### WRITTEN EXERCISE
Reproduce the listing verbatim, from its first line down to the line that contains "column 102, row 249", with both of those lines included.

### RECORDED INFORMATION
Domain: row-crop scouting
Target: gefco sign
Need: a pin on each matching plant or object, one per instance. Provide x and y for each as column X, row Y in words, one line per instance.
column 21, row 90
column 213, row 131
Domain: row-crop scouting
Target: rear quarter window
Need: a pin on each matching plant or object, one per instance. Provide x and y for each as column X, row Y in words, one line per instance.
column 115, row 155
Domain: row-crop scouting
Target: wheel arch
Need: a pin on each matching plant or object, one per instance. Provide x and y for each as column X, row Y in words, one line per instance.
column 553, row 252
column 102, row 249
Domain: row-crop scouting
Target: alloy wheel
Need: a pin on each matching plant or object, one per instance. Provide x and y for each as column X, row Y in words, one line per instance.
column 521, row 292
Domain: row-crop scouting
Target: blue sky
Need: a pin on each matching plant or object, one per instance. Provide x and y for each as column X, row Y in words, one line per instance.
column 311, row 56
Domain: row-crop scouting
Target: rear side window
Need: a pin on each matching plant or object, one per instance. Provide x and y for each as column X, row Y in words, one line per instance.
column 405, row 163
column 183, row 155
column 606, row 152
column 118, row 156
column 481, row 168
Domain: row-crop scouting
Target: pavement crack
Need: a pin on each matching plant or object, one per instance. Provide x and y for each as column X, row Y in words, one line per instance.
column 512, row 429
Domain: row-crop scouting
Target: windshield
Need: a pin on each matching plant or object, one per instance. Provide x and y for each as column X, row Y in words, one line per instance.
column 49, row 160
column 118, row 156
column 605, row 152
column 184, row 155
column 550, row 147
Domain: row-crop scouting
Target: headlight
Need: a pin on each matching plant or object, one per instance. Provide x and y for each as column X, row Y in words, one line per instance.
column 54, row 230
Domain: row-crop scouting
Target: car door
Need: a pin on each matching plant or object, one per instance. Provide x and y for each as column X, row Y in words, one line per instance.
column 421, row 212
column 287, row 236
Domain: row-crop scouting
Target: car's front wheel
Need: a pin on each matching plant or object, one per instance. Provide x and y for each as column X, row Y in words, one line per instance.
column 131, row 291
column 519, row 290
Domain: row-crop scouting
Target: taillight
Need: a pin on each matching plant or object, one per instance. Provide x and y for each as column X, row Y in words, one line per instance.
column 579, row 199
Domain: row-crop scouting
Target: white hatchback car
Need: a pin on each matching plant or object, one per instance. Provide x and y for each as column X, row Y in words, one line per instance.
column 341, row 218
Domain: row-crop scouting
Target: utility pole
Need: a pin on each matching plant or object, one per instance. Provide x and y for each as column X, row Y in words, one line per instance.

### REPLY
Domain: row-crop scouting
Target: gefco sign
Need: a pin on each matching plant or object, one per instance. Provide x and y for each as column X, row Y in words, one line per instance.
column 21, row 90
column 213, row 131
Domain: row-crop scouting
Target: rear quarter window
Need: a pin on each matching plant or object, one per instance. Provide x and y for each as column X, row Y in words, one line per instance.
column 115, row 155
Domain: row-crop scouting
Target: wheel arch
Need: a pin on each matching plant or object, one per instance. Provide x and y for each as column X, row Y in words, one line per instance.
column 553, row 252
column 102, row 249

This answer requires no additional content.